Start The input

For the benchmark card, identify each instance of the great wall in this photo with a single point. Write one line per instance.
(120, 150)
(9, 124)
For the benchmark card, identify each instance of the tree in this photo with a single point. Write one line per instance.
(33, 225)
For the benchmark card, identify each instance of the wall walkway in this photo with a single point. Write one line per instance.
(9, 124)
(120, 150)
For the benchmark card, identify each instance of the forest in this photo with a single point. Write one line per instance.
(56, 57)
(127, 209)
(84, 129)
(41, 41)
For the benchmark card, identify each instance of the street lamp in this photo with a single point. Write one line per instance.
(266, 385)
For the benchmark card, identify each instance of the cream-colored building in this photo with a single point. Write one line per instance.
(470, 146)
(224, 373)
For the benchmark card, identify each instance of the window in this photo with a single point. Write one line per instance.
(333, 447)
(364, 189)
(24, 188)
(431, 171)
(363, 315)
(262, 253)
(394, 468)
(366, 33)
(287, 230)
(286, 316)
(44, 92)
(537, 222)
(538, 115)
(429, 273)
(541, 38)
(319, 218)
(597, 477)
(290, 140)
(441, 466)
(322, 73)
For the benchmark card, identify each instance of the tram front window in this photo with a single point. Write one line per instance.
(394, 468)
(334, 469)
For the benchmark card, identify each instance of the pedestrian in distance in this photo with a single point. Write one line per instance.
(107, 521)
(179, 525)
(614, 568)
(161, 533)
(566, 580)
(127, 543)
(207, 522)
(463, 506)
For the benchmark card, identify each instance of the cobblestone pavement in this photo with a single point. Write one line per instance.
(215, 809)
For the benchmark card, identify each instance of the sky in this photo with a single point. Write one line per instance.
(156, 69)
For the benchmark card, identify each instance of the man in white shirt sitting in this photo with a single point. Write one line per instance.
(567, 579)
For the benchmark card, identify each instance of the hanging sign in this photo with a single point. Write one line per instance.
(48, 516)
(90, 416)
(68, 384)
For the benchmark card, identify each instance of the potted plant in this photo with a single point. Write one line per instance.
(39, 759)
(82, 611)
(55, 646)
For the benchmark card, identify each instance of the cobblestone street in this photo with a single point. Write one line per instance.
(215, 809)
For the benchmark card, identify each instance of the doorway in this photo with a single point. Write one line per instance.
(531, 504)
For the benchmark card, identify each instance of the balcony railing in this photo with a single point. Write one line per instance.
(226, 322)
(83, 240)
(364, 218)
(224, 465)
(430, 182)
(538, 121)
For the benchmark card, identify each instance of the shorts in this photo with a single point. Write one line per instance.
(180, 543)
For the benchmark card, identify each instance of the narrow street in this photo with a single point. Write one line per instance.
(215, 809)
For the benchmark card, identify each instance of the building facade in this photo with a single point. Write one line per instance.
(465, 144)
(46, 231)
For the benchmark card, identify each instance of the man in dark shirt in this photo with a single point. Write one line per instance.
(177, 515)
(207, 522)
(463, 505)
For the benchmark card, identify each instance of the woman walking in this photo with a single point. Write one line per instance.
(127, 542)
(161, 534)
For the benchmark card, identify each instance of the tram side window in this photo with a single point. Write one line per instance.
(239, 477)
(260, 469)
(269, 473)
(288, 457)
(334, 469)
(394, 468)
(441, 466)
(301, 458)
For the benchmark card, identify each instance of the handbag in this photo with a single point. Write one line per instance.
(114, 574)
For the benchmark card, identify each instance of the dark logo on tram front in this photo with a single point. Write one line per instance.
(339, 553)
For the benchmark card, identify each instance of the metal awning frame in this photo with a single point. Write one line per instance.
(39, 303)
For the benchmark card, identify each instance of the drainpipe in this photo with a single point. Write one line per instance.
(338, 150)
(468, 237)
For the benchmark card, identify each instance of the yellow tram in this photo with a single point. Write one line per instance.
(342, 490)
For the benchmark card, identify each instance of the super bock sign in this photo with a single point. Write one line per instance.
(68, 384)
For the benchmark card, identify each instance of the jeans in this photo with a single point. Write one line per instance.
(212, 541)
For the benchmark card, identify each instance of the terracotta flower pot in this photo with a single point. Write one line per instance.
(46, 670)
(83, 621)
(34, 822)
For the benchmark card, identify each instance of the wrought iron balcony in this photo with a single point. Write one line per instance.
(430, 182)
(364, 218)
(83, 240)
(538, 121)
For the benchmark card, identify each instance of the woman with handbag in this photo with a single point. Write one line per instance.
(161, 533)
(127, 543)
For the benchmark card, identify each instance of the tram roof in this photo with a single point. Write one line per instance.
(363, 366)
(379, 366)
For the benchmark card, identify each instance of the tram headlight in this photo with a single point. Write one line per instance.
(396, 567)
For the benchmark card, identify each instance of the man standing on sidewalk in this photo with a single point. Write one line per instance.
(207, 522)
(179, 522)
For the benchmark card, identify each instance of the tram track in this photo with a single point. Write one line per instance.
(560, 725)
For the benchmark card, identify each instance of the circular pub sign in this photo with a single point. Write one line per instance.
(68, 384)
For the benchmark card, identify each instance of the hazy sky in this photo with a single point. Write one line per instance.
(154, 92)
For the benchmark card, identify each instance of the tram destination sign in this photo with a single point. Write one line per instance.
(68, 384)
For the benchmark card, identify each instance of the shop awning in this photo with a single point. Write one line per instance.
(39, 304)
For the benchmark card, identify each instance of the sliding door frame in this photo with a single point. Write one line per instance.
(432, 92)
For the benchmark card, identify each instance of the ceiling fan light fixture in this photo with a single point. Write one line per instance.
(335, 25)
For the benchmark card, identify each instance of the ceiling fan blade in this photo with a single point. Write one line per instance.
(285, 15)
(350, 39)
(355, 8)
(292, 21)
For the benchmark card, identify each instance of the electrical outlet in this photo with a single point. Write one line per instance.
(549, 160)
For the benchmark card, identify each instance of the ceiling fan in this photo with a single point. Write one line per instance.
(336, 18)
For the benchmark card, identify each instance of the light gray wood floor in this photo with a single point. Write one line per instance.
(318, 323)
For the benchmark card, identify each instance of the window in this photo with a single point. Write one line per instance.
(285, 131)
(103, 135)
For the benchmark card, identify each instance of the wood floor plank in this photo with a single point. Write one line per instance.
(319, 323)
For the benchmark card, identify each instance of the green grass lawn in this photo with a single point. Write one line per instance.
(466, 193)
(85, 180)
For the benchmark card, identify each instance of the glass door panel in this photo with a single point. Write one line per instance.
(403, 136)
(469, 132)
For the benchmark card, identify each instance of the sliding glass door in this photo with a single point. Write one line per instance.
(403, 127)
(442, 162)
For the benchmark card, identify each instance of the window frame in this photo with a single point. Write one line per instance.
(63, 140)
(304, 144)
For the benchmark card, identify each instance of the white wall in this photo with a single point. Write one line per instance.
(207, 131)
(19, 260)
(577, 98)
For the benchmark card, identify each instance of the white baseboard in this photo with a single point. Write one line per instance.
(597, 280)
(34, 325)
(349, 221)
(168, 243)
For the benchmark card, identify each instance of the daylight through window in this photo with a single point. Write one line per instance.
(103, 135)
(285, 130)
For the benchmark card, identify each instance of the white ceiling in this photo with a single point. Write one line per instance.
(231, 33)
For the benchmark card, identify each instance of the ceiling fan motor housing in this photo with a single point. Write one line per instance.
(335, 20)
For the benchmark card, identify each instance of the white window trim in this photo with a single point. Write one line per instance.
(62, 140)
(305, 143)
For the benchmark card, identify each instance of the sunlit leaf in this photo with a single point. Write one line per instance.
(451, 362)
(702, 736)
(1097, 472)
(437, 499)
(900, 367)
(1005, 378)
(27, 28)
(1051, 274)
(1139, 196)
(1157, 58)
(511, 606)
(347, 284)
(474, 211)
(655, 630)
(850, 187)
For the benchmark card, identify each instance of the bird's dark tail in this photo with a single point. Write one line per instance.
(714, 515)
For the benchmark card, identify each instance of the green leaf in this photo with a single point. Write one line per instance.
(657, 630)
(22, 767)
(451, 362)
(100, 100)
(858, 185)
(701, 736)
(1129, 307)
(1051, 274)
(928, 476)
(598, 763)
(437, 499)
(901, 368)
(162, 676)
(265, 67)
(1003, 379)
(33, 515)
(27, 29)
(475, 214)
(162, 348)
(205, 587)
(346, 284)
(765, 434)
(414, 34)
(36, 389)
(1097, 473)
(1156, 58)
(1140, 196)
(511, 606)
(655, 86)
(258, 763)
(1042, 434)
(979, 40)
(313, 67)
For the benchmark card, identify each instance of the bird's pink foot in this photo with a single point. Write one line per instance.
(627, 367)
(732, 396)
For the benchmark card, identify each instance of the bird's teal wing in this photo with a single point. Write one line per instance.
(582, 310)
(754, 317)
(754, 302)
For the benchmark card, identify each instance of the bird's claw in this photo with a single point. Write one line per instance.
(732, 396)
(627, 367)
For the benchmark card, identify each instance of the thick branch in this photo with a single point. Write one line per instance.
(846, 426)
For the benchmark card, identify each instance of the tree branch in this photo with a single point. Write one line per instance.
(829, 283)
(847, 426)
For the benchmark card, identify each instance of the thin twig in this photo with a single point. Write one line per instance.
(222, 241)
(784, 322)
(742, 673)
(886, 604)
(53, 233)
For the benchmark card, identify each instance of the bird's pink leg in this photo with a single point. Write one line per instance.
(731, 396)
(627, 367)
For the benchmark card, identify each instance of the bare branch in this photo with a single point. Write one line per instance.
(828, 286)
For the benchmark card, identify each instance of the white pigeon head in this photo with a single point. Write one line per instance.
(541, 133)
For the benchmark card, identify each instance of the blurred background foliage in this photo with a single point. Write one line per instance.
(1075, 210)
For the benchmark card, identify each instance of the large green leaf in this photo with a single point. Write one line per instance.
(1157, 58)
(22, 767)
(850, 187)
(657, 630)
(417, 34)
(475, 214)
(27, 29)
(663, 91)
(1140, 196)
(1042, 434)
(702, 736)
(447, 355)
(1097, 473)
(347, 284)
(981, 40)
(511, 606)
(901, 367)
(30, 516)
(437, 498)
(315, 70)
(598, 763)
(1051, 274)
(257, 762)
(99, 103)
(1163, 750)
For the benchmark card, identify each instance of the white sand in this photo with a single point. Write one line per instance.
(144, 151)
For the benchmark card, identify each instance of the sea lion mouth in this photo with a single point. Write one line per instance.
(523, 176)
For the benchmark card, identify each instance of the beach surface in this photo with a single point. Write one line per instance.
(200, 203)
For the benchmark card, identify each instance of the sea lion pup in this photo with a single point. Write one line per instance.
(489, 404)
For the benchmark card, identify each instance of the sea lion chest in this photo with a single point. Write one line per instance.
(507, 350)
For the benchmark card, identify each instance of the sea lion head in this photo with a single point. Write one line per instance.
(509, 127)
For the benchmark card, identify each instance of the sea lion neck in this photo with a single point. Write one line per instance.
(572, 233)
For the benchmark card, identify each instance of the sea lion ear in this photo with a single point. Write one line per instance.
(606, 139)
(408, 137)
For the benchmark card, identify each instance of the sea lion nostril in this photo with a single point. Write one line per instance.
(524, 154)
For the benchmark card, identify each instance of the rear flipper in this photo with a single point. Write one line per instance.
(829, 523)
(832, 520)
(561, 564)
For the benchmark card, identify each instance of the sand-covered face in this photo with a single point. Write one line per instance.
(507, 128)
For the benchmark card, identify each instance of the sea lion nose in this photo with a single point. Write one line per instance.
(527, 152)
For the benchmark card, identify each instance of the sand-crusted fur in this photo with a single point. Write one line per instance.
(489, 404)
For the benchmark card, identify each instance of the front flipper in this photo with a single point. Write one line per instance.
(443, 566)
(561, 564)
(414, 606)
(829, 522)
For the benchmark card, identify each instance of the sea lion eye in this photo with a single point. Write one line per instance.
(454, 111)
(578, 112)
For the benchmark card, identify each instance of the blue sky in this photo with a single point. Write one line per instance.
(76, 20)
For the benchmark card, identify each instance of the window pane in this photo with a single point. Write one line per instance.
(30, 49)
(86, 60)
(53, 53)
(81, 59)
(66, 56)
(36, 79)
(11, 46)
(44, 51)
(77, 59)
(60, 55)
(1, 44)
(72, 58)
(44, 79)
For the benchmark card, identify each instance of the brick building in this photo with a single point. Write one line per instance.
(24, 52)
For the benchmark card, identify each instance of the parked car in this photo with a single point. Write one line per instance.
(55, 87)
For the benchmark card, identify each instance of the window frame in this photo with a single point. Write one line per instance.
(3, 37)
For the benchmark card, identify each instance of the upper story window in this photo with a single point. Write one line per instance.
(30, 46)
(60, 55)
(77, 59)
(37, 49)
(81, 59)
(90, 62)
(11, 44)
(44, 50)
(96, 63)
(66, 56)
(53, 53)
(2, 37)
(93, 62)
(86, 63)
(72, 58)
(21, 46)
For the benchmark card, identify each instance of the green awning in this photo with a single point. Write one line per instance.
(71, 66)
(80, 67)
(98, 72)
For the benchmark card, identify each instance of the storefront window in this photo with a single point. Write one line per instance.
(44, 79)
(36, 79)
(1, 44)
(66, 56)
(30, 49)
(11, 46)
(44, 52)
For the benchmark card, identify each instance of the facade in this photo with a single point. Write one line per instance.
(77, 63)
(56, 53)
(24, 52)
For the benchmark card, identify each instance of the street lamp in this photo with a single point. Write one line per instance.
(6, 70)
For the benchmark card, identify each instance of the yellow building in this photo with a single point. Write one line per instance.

End The input

What to work on: Repeat, without changes, every line from the one that contains "the window pane" through the final line of the data.

Answer in full:
For the benchmark card, identify each instance of the window pane in this photo with a single point. Write one line per instance.
(30, 49)
(86, 60)
(53, 53)
(81, 59)
(66, 56)
(36, 79)
(11, 46)
(44, 51)
(77, 59)
(60, 55)
(1, 44)
(72, 58)
(44, 79)
For the benchmark card, identify each instance of the brick building in this photo with a single point. Write one line per instance.
(24, 52)
For the benchmark card, identify each instance of the parked car in this photo with a single point. Write one line per instance.
(55, 87)
For the benchmark card, identify each instance of the window frame in this photo with a single point. Write one line per instance.
(3, 37)
For the benchmark card, identify each instance of the upper story window in this photo with a single point. Write one line per instance.
(30, 46)
(60, 55)
(77, 59)
(37, 49)
(81, 59)
(90, 62)
(11, 44)
(44, 50)
(96, 63)
(66, 56)
(53, 53)
(2, 37)
(93, 62)
(86, 63)
(72, 58)
(21, 46)
For the benchmark card, identify each instance of the green awning in this photo with a single point. Write one line per instance.
(71, 66)
(80, 67)
(98, 72)
For the benchmark card, identify each instance of the storefront window in this photo with a single point. Write one line per instance.
(44, 79)
(36, 79)
(1, 44)
(66, 56)
(30, 49)
(11, 46)
(44, 52)
For the benchmark card, identify each instance of the facade in this photo with a single point. Write one line per instance.
(77, 63)
(56, 53)
(24, 52)
For the benchmark card, identify each instance of the street lamp in this photo with a single point. Write one line per instance.
(6, 70)
For the benchmark card, identify each instance of the yellow building in this photo with a single point. Write one line per instance.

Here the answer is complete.